──────── EXERCISE TEXT

Diversity: Evolution's Problem

The theory of evolution posits that all organisms on Earth have "their origin in other preexisting types and that the distinguishable differences are due to modifications in successive generations."1 The causal mechanism by which the process of evolution is suggested to operate is natural selection. Natural selection is the "process that results in the adaptation of an organism to its environment by means of selectively reproducing changes in its genotype, or genetic constitution."2 Alternatively stated, environmental forces favor features to be continued or features to be eliminated.

Conceptually, this operation of external forces selecting favorable traits for continuance operates at all levels of the organism from the molecular to the physiological. Early evolution theorists were focused on physiological traits like the length of giraffe's necks or the shape of bird's beaks; the popular understanding of evolution is still in this mindset. However, for decades, modern evolution theorists have focused on the process as acting upon a single gene or expression of a gene. Either way, the fundamental principle is similar and can be illustrated by the figure below.

However, the conclusion that the process of natural selection creates diversity is erroneous and misleading. The obvious objection is that the process of natural selection assumes a situation in which diversity already exists! Whether genes, traits or organisms are under consideration, multiple types must already be in existence in order for one to be favored over another. Stated otherwise, in order for evolutionary processes to pick the genetic winner, there must be a list of contestants from which to choose. The figure on page 296 reflects this truth. Imagine no diversity existed in the example population at Time 1 (i.e., the only member was the trait represented by the letter "A"). How would a process that favors one trait for survival logically be considered to operate when only one trait existed?

Some population of traits, or animals, or genes (represented by the letters A, B, C and D) exists at "Time 1." Forces in the environment act on this population, favoring some members for continuance and selecting some for extinction - the process of natural selection. Over time only those favored traits, or animals, or genes continue and are left in existence at "Time 2." Evolution concludes, "the virtually infinite variations on life are the fruit of the evolutionary process."

────────────────
──────── DATA RECORDS

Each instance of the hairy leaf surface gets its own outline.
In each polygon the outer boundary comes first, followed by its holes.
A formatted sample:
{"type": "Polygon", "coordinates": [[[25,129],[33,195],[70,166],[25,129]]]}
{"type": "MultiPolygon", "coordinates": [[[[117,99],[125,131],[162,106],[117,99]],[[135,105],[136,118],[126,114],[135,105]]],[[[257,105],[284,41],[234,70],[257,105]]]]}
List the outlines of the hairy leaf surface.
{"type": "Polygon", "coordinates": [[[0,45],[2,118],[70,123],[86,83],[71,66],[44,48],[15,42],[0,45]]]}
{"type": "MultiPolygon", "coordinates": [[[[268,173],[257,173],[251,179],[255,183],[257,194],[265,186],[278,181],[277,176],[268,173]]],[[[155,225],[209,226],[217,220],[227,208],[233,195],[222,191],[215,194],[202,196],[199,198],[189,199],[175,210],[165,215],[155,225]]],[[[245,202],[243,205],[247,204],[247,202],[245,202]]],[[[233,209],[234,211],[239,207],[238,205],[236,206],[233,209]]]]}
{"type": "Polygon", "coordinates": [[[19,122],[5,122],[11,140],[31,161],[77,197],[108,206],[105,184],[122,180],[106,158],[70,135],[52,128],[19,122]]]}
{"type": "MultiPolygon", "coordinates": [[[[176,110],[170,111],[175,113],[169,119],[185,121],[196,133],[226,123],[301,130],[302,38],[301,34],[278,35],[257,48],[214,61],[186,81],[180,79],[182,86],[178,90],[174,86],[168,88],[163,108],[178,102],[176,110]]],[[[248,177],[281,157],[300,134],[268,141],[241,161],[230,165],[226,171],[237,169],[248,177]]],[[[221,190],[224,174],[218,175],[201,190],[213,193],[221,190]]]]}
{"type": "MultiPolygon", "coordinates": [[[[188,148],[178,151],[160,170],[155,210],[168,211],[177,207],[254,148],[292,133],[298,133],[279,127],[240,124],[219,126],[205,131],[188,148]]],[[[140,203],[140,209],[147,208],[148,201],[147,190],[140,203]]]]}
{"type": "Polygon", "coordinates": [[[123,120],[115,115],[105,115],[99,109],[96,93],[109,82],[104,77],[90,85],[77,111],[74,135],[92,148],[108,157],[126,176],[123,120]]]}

────────────────

> **TO DO**:
• 1. Summarize the passage on diversity and evolution in two sentences.
• 2. According to the passage on diversity and evolution, what kinds of traits did early evolution theorists focus on?
• 3. Write the next part of the passage on diversity and evolution, picking up after its final sentence.

> **ANSWERS BELOW**:
• 1. The theory of evolution holds that all organisms come from preexisting types, and natural selection is its proposed mechanism, with environmental forces favoring some features for continuance and eliminating others. The passage argues that concluding natural selection creates diversity is erroneous and misleading, because the process assumes that multiple types already exist so that one can be favored over another.

• 2. They focused on physiological traits, such as the length of giraffes' necks or the shape of birds' beaks.

• 3.
Evolution (2009) Encyclopedia Britannica

The implication of natural selection's necessity of an existing diverse population is that it is a process of reduction, not diversification. As formulated, natural selection takes diversity and brings about uniformity. The corner-stone of the theory of evolution is a causal process that takes diversity and reduces it. It is a causal mechanism that is at complete variance with any attempts to suggest evolution brings about diversity. Returning to our example, at Time 1 the population is composed of four different types of members (A, B, C and D). At Time 2 there are fewer and there is not a logical way around this process if some members are favored and some are not.

The proposed process of natural selection cannot create the diversity it recognizes to existit can only reduce it. This is demonstrated in the classic textbook evolution example of the peppered moth in England. The moth ranged in color from white to dark. With the rise of industrial pollution from coal, the white moths disappeared only to be replaced by the dark moths, as predators could not see the dark ones as well against the soot-covered landscape. Evolutionists cite this as evidence of natural selection where the environment favored one trait (a dark color). However, this event is a demonstration that the process did not create the existing diversity of colors among the moths, nor result in even more moth colors, but rather represented a simple reduction in the existing diversity.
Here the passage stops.